Excerpted passage:
—————
The rapidly evolving science of analytics will be the focus of a jointly sponsored Fordham University-IBM symposium, “Next Generation Advanced Analytics,” on Wednesday, Oct. 19, at the Lincoln Center campus.

In an increasingly complex world of technology-driven data, advanced analytics are helping organizations stay competitive and measure performance. Predictive analytics are helping organizations anticipate change and make informed decisions in advance of future issues.

The symposium will bring together faculty, students, practitioners and companies for a half-day event co-sponsored by the Fordham Schools of Business, around the topic of business analytics (BA).

Karen Parrish, vice president, Public Sector Industry Solutions, IBM Software Group, will present the keynote address on the future of BA: “Business Analytics for Better Business Outcomes.”

The event will coincide with the launch of Fordham’s new Center for Digital Transformation (CDT). It is free and open to the public.

TIME: 9 a.m.
DATE: Wednesday, Oct. 19
LOCATION: Lowenstein Center, 12th-floor Lounge, 113 West 60th Street
RSVP: http://fordhamcdtibmanalytics.eventbrite.com/

Fordham’s newly launched CDT is a high-impact research center dedicated to understanding the role of digital technologies in three areas:

•    transformation of the individual to create effective human capital;
•    business and industry transformation to promote competitiveness, productivity, innovation and growth; and
•    societal transformation toward a sustainable global society.

It was founded by Wullianallur “R.P.” Raghupathi, Ph.D., professor of information and communication systems at Fordham.
—————
Your objective:
Answer these questions from the symposium announcement above.
1. Who will deliver the keynote address?
2. The event will coincide with the launch of which new center?
3. Who founded that center?
—————
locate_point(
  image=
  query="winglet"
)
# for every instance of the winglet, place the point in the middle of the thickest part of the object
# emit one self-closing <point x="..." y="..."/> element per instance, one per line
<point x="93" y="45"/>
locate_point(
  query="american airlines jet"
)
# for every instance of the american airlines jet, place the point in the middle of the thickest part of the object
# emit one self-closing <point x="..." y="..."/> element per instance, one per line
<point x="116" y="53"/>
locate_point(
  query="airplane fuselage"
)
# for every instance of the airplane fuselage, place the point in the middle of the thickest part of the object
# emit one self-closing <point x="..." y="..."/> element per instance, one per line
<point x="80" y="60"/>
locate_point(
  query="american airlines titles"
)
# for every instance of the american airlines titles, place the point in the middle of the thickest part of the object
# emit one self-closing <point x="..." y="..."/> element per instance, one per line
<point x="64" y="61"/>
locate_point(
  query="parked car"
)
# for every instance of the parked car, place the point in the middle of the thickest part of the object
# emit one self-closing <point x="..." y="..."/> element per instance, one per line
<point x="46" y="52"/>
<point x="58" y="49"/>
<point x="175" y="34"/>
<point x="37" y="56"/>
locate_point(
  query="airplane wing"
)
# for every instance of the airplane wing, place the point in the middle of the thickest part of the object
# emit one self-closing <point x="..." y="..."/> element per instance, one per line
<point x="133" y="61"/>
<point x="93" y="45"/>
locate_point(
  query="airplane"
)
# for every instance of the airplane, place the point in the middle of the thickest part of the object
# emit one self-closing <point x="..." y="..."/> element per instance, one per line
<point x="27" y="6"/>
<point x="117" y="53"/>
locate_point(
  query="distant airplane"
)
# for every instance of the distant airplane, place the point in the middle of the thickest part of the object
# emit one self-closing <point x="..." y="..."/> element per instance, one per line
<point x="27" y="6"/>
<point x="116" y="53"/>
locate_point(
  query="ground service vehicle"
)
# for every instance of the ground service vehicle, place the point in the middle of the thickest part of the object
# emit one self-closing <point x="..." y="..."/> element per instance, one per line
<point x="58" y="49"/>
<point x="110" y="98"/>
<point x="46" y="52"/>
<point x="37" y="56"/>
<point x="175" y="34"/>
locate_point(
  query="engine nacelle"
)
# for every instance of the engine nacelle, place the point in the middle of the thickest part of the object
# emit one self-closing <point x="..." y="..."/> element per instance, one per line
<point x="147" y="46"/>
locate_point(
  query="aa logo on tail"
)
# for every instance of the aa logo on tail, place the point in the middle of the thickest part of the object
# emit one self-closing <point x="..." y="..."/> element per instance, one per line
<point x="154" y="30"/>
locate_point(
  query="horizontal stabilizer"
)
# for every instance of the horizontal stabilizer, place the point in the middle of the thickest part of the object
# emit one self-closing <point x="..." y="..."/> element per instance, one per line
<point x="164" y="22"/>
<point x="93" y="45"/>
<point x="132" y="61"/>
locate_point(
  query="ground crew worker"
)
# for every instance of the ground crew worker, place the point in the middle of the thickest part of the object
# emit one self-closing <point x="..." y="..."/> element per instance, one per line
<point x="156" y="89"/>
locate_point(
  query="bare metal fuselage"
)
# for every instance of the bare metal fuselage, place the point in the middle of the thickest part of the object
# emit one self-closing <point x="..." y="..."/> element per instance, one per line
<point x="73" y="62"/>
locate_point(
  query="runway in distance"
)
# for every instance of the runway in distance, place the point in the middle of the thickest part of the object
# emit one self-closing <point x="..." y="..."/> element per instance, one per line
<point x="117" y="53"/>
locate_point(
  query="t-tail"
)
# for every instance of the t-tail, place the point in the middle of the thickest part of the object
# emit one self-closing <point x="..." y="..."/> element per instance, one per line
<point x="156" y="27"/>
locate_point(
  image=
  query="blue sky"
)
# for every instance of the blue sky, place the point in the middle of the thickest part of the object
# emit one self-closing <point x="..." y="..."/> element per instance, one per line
—————
Completed exercise:
1. Karen Parrish, vice president, Public Sector Industry Solutions, IBM Software Group.
2. Fordham's Center for Digital Transformation (CDT).
3. Wullianallur "R.P." Raghupathi, Ph.D., professor of information and communication systems at Fordham.